ALTHOUGH Government has allocated $20 million in stipends for Standard Five teachers to go out to school during their vacation, to prepare students for the Secondary Entrance Assessment (SEA) examination, teachers at a school in Princes Town are asking parents to pay $100 per student per session of what is being deemed, "additional lessons."
This is not sitting well with parents who are calling on the TT Unified Teachers’ Association (TTUTA) and the Education Ministry to intervene.
"We are not supporting this. The ministry should get involved and do something about it. They are already being paid to come out to help prepare our children. This additional fee is unfair to us parents. One of the messages we received from the teacher said the fee was for reinforcement lessons to refresh pupils on the curriculum," said a parent who asked not to be identified for fear that her child could be victimised.
"The fee for the day is $100 and lessons are right up until the exams, keeping in mind it is at the Princes Town Presbyterian Primary No. 1 school," the parent said. The school, located at Gopaul By-Pass Road in Craignish Village, is expected to be sanitised this week. The SEA exam is set for August 20.

Questions on the material –
a: Reproduce the news report on fees for SEA lessons word for word.
b: Give back only the rows from the line containing "387V376L306 373L302 365L290" through the last row, changing "rough mask" to "coarse mask" and leaving everything else untouched.

Recorded information –
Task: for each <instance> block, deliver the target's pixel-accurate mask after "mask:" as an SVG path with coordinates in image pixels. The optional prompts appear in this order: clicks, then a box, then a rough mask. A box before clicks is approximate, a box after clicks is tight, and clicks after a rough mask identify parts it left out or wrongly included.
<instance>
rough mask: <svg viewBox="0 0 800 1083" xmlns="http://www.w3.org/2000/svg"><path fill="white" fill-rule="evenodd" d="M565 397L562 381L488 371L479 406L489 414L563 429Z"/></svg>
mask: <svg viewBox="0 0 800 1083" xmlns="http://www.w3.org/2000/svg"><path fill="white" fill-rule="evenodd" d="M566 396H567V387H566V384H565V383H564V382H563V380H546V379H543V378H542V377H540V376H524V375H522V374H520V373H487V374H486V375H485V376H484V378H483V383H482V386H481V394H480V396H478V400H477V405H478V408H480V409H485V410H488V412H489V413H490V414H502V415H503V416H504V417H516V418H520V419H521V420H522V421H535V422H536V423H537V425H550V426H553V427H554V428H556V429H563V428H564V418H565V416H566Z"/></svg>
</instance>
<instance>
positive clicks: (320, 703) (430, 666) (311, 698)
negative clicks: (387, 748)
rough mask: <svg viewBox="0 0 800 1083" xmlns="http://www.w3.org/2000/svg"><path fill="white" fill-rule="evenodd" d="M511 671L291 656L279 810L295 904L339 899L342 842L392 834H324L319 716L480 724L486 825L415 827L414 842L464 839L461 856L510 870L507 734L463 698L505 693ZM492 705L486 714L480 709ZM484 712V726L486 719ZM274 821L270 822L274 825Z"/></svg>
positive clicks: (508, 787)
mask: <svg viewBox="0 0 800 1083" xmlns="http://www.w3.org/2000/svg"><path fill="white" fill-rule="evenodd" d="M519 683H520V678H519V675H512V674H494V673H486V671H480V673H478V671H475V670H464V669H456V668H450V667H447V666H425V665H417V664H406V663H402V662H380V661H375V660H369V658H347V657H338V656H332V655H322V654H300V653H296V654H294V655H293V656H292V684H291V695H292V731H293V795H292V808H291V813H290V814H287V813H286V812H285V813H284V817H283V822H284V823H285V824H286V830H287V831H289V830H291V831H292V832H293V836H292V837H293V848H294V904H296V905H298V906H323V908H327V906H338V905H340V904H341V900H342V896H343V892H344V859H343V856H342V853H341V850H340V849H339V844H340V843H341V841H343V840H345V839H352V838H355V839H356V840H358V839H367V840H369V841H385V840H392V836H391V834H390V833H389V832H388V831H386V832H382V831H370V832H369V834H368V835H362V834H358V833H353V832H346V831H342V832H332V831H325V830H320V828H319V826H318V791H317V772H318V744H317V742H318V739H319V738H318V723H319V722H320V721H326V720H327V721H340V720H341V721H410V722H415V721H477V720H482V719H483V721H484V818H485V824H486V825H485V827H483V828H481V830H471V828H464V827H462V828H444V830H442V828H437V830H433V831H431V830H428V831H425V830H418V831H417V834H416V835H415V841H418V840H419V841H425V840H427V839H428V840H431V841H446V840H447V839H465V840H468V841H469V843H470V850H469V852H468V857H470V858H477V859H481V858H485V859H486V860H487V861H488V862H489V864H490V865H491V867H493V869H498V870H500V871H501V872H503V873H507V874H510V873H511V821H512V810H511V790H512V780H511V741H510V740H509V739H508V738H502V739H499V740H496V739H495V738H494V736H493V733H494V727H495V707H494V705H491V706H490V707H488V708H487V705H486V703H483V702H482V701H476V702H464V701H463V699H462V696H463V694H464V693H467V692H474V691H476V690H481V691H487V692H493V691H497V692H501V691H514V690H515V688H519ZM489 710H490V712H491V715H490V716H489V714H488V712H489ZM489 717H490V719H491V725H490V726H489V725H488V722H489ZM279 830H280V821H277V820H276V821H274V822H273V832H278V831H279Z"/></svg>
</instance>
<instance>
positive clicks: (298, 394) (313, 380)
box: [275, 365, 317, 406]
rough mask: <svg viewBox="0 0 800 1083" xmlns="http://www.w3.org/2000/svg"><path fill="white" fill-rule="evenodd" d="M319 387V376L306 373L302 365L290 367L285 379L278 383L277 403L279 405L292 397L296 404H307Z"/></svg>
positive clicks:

List of answers –
a:
ALTHOUGH Government has allocated $20 million in stipends for Standard Five teachers to go out to school during their vacation, to prepare students for the Secondary Entrance Assessment (SEA) examination, teachers at a school in Princes Town are asking parents to pay $100 per student per session of what is being deemed, "additional lessons."
This is not sitting well with parents who are calling on the TT Unified Teachers’ Association (TTUTA) and the Education Ministry to intervene.
"We are not supporting this. The ministry should get involved and do something about it. They are already being paid to come out to help prepare our children. This additional fee is unfair to us parents. One of the messages we received from the teacher said the fee was for reinforcement lessons to refresh pupils on the curriculum," said a parent who asked not to be identified for fear that her child could be victimised.
"The fee for the day is $100 and lessons are right up until the exams, keeping in mind it is at the Princes Town Presbyterian Primary No. 1 school," the parent said. The school, located at Gopaul By-Pass Road in Craignish Village, is expected to be sanitised this week. The SEA exam is set for August 20.

b:
coarse mask: <svg viewBox="0 0 800 1083" xmlns="http://www.w3.org/2000/svg"><path fill="white" fill-rule="evenodd" d="M319 387V376L306 373L302 365L290 367L285 379L278 383L277 403L279 405L292 397L296 404H307Z"/></svg>
positive clicks:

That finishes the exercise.